Exercise description:
Please repeat the passage of the events silver notebook starting with "N.B. In UC primary" and going on through "check_data_quality_events_table)", word for word.

# Events silver

Checks to be performed:
- Primary key is unique
- Primary key refers to existing team
- Time information can be correctly converted to Timestamp type
- Logic checks (start date is not after end data, coordinates are not half-inserted)

Enrichment: 
- Date information extracted from start/end timestamp.
- Place information extracted by latitude and longitude

Data is to be stored in SCD1 table

N.B. In UC primary and foreign keys can also be enforced directly on the tables, but then the write operation fails or succeed altogether, with this approach it would be possible to identify single rows that dont satisfy the conditions; the natural evolution of this could be a DLT implementation.

In [0]:
pip install geopy

In [0]:
from modules.geo_info import enrich_geography_by_coordinates
from modules.data_quality import (check_data_quality_id,
                                  check_data_quality_foreign_keys,
                                  check_data_quality_timestamps,
                                  check_data_quality_events_table)


In [0]:
source_catalog = "hive_metastore"
source_schema = "default"
source_table_name = "events"
cross_check_schema = "default"
cross_check_table_name = "teams"

source_table_reference = source_catalog + "." + source_schema + "." +  source_table_name

cross_check_teams_reference = source_catalog + "." + cross_check_schema + "." + cross_check_table_name

In [0]:
events_df = spark.table(source_table_reference)#.limit(0)
teams_df = spark.table(cross_check_teams_reference)

In [0]:
events_df, bad_formed_df = check_data_quality_id(events_df,"event_id")

In [0]:
check_list = [{"foreign_key_column":"team_id",
              "cross_check_table": teams_df,
              "cross_check_primary_key_column": "team_id"}]
events_df, bad_formed_df = check_data_quality_foreign_keys(events_df, check_list)

In [0]:
events_df, bad_formed_df = check_data_quality_timestamps(events_df,["event_start","event_end","created_at"],"event_id")

In [0]:
events_df, bad_formed_df = check_data_quality_events_table(events_df)

1 row has wrong start/end dates in this table. At the moment the poor quality rows are identified, different possible solution could be implemented; ideally collecting all bad quality rows in one refresh cycle and save them in a table for further analysis.

In [0]:
bad_formed_df.display()

In [0]:
events_df = enrich_geography_by_coordinates(events_df)

Recorded information:

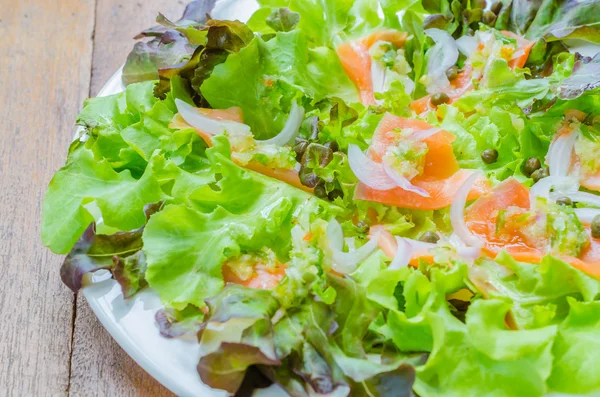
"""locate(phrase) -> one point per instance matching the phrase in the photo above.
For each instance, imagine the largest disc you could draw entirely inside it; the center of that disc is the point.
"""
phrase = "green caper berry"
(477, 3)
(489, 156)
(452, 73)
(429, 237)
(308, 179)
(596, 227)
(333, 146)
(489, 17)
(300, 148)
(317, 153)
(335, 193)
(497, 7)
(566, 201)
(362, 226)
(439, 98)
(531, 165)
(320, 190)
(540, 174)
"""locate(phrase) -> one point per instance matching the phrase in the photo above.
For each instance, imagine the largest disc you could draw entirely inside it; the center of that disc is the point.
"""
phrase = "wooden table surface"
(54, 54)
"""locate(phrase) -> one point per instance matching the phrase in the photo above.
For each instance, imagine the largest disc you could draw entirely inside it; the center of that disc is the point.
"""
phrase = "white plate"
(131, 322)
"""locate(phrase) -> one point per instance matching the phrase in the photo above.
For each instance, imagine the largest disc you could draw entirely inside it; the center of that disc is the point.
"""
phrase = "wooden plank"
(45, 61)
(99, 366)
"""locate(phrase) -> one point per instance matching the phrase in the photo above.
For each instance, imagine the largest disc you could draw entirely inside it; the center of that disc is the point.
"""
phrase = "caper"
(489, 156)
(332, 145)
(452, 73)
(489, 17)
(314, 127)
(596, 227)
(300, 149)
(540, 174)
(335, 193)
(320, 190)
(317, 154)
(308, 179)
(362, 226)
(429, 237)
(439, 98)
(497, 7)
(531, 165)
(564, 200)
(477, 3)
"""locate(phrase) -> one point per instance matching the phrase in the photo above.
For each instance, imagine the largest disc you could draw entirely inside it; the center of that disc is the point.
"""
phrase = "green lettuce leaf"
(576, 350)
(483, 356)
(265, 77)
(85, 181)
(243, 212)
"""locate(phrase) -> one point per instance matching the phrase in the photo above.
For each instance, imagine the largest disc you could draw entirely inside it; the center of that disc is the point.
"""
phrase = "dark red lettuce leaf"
* * *
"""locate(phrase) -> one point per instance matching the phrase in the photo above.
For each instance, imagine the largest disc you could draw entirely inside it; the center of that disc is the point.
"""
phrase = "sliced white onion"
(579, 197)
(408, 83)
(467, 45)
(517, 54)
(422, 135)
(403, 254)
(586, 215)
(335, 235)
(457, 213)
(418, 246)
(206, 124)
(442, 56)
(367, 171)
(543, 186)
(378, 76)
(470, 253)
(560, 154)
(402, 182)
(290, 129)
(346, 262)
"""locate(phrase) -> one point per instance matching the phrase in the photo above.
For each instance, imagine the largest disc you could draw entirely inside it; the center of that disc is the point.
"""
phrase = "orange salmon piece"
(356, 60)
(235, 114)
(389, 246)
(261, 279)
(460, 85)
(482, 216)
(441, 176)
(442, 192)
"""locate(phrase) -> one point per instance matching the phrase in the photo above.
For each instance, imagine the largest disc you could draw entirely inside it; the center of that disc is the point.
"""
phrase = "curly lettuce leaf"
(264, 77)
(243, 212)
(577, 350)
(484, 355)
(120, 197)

Answer to this problem:
N.B. In UC primary and foreign keys can also be enforced directly on the tables, but then the write operation fails or succeed altogether, with this approach it would be possible to identify single rows that dont satisfy the conditions; the natural evolution of this could be a DLT implementation.

In [0]:
pip install geopy

In [0]:
from modules.geo_info import enrich_geography_by_coordinates
from modules.data_quality import (check_data_quality_id,
                                  check_data_quality_foreign_keys,
                                  check_data_quality_timestamps,
                                  check_data_quality_events_table)